-- Your objective --
Reproduce the data below line for line, without changing a single character, and leave the pictures out of your copy.
——————
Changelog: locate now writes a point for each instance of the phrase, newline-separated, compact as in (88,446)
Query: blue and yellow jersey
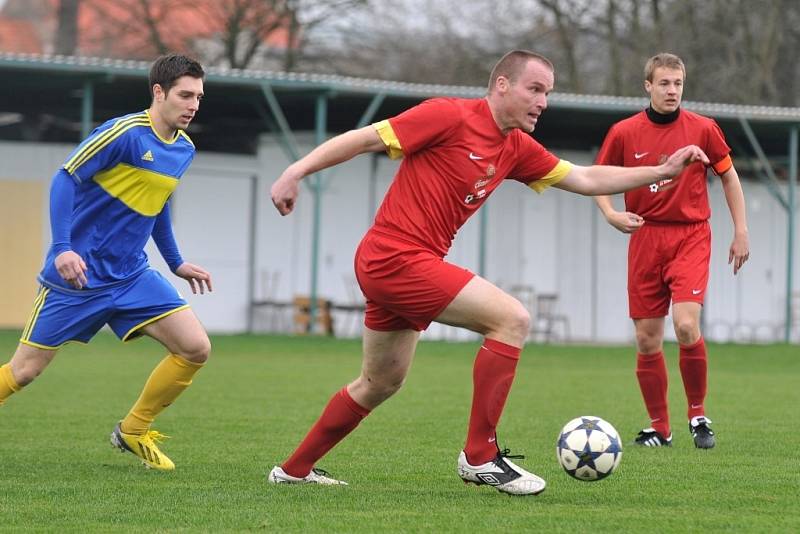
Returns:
(124,174)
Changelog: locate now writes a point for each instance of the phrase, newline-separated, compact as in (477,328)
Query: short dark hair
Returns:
(511,64)
(167,69)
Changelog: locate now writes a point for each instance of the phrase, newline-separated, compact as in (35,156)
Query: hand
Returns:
(284,192)
(72,269)
(626,222)
(681,158)
(197,277)
(739,251)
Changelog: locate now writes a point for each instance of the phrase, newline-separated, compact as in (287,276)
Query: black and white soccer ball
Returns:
(589,448)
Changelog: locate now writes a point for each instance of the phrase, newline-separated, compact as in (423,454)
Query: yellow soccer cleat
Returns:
(144,446)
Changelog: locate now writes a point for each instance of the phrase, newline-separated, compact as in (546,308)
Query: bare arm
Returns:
(606,180)
(739,251)
(625,221)
(332,152)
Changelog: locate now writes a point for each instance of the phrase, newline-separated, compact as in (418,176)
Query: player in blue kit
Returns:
(106,201)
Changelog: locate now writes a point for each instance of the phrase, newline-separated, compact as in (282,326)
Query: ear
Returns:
(158,93)
(502,84)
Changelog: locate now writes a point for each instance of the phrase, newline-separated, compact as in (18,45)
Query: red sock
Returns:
(492,376)
(651,370)
(340,417)
(694,371)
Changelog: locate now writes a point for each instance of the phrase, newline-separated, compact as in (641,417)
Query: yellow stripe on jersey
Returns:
(38,302)
(103,139)
(386,133)
(558,173)
(186,136)
(143,191)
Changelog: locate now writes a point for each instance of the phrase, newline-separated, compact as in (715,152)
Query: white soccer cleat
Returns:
(316,476)
(502,474)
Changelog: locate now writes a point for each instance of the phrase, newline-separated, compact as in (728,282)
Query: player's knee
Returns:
(515,322)
(27,372)
(197,350)
(687,331)
(381,388)
(648,342)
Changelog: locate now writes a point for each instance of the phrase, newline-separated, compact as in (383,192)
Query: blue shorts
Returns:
(59,317)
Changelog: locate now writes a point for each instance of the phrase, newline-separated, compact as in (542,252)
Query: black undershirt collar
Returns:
(660,118)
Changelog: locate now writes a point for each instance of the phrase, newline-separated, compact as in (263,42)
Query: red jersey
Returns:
(454,156)
(638,141)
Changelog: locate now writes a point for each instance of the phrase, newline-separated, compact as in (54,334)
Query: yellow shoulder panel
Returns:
(558,173)
(143,191)
(387,135)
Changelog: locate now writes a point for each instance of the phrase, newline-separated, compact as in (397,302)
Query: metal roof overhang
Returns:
(41,98)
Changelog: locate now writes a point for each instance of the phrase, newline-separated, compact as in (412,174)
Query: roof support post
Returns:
(87,107)
(374,104)
(321,121)
(762,158)
(283,124)
(793,147)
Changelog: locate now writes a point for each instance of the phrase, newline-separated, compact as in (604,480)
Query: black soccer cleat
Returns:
(649,437)
(701,432)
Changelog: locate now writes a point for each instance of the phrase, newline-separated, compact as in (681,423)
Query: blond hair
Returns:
(511,64)
(664,59)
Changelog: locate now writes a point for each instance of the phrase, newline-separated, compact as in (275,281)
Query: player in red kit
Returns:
(455,153)
(670,245)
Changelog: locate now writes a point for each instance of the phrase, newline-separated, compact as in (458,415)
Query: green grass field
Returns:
(258,395)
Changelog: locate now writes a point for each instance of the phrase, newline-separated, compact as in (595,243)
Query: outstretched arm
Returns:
(332,152)
(607,180)
(69,264)
(740,246)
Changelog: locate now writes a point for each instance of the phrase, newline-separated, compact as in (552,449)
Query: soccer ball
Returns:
(589,448)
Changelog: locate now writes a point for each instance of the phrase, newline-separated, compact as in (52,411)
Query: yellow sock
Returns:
(8,386)
(166,382)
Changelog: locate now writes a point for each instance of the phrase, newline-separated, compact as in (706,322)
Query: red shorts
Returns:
(667,262)
(406,285)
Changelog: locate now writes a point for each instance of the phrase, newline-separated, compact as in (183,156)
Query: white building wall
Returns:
(556,242)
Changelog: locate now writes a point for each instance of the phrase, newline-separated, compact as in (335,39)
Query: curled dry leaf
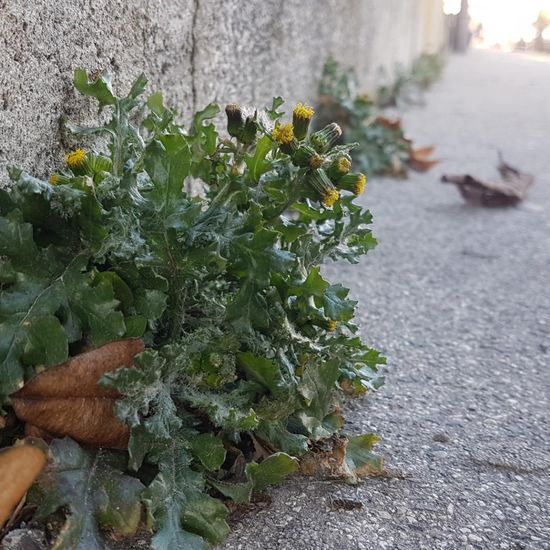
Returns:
(19,467)
(66,400)
(478,192)
(419,159)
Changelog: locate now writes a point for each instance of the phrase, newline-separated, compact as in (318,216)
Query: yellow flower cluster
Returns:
(360,185)
(315,162)
(330,196)
(76,159)
(283,134)
(344,165)
(303,111)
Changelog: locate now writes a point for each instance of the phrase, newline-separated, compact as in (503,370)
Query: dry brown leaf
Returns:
(325,459)
(510,191)
(66,400)
(19,467)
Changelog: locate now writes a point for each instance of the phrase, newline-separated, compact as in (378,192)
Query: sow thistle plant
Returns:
(383,147)
(242,350)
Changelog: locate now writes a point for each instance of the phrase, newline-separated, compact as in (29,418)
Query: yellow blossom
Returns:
(315,162)
(303,111)
(360,185)
(76,159)
(283,134)
(330,196)
(344,165)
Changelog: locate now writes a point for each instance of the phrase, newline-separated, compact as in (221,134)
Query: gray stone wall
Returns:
(195,51)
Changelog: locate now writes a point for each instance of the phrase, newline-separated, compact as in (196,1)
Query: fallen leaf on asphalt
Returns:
(19,467)
(66,400)
(419,159)
(478,192)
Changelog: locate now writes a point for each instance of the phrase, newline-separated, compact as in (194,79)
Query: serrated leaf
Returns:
——————
-- Exercise output --
Changelog: locate now writes a point for each instance of the phrase, newline-separated, compact as in (88,446)
Query: blue and yellow jersey
Returns:
(124,174)
Changelog: locate now writes a point for each instance of the phrase, newline-separated, compact as in (477,328)
Query: short dark hair
Returns:
(511,64)
(167,69)
Changelog: locate now writes a point for each instance of the phrase, newline-separated, compact as in (35,156)
Query: hand
Returns:
(284,192)
(72,269)
(626,222)
(681,158)
(197,277)
(739,251)
Changelog: locate now writes a point for each instance of the phrase, newline-separated, compact as in (287,276)
Query: black and white soccer ball
Returns:
(589,448)
Changelog: locate now writes a point for each instance of the phrase, newline-separated, compact as in (423,454)
Query: yellow soccer cleat
Returns:
(144,446)
Changelog: locate now writes a point for each instance of the phrase, newline-separated, compact as in (546,308)
Query: bare arm
Returns:
(606,180)
(739,251)
(625,221)
(332,152)
Changelog: locate now writes a point for each instance of the phrase, newline-separated, compact as in (418,176)
Query: player in blue kit
Returns:
(106,201)
Changelog: locate now writes a point for each instance of the phrase, newline-separated, compact as in (282,326)
Query: ear
Returns:
(158,93)
(502,84)
Changelog: locate now writes a point for each instance of the phrase, newline-separated, compact as in (18,45)
Query: red sock
Returns:
(492,376)
(651,370)
(340,417)
(694,371)
Changelog: locate now writes a point for each instance of the phrase, newline-separated, compact as in (641,417)
Query: yellow stripe on jersey
Returns:
(38,302)
(103,139)
(386,133)
(558,173)
(186,136)
(143,191)
Changelog: locate now writes a point for each instance of the phrase, newline-separated, compact as in (715,152)
Query: white soccer cleat
Returns:
(316,476)
(502,474)
Changelog: locate now writes a point for each instance of the phrase, newline-separated, compact as in (728,282)
Query: player's knee
Returns:
(515,322)
(27,372)
(197,350)
(687,331)
(381,388)
(648,342)
Changelog: locate now writes a point for each instance of the phrase, newline-separated, compact as in (383,192)
Query: blue shorts
Returns:
(59,317)
Changelog: locate now writes a point for each instance of the phrase, newline-separated, compact as in (542,252)
Query: black undershirt collar
Returns:
(660,118)
Changelog: locate now writes a point for each instance of the phrase, newline-separated, compact as in (263,42)
Query: red jersey
Returns:
(454,156)
(638,141)
Changelog: locate now writes a point for each instance of the phrase, newline-separated, compact as in (54,334)
Query: yellow shoulder panel
Returns:
(558,173)
(143,191)
(387,135)
Changelog: locate now writes a point for each instance of the phrase, newline-separated, compact as in (397,302)
Query: metal roof overhang
Returns:
(41,98)
Changelog: locate now writes a point for each instance of the phrase, newline-separated, compact as in (412,174)
Query: roof support post
Returns:
(87,107)
(374,104)
(321,121)
(762,158)
(283,124)
(793,147)
Changelog: locate now writes a point for each instance of the phrase, newline-separated, compact as in (604,480)
Query: black soccer cleat
Returns:
(649,437)
(701,432)
Changelog: locate now writes a point for each instance of the phrase, newline-separated, compact as in (681,423)
Query: blond hair
Returns:
(511,64)
(664,59)
Changelog: locate now writes a point for each instance of the phrase, newline-separated, compact as in (275,281)
Query: player in red kit
Returns:
(455,153)
(670,245)
Changelog: locate now writes a point for each instance of the phrase, newline-separated, compact as in (458,415)
Query: green grass field
Returns:
(258,395)
Changelog: locate now writes a point for each instance of the phrase, newline-separated, compact as in (595,243)
Query: outstretched arm
Returns:
(332,152)
(607,180)
(69,264)
(740,246)
Changelog: locate now writes a point for each instance of the phrase, newline-separated, compact as in (552,449)
Query: soccer ball
Returns:
(589,448)
Changelog: locate now writes a point for each instance of the phrase, newline-separated, compact as in (52,411)
Query: yellow sock
Returns:
(8,386)
(166,382)
Changelog: locate now writes a point for each instance of the phrase, newline-separated, compact as in (706,322)
Query: red shorts
Returns:
(667,262)
(406,285)
Changelog: locate now writes a point for each instance of the phrase, newline-separated, compact as in (183,156)
Query: white building wall
Returns:
(556,242)
Changelog: locate now writes a point for each instance of the phrase, newline-separated, compact as in (335,39)
Query: curled dry leaf
Returns:
(19,467)
(66,400)
(478,192)
(419,159)
Changelog: locate now writes a point for each instance of the phrase, newline-separated, compact as in (318,216)
Query: yellow flower cluster
Returns:
(360,185)
(315,162)
(330,196)
(76,159)
(283,134)
(344,165)
(303,111)
Changelog: locate now writes a point for each instance of the phrase, newline-separated, compact as in (503,370)
Query: dry brown leaf
Returns:
(325,459)
(510,191)
(66,400)
(19,467)
Changelog: locate now writes a point for each instance of the phrase, newline-separated, compact as in (378,192)
Query: sow thistle plant
Returns:
(383,147)
(242,350)
Changelog: locate now writes a point for each instance of the phrase, newline-separated, compact as in (29,418)
Query: yellow blossom
Returns:
(315,162)
(303,111)
(360,185)
(76,159)
(283,134)
(330,196)
(344,165)
Changelog: locate now writes a point for each instance of the phrase, newline-separated, compact as in (221,134)
Query: gray stone wall
Returns:
(195,51)
Changelog: locate now writes a point for each instance of the phrase, newline-separated, compact as in (196,1)
Query: fallen leaf on asphalt
Returns:
(19,467)
(66,400)
(419,159)
(478,192)
Changelog: locate now writes a point for each instance of the phrase, newline-separated, compact as in (194,79)
Query: serrated leaf
Returns:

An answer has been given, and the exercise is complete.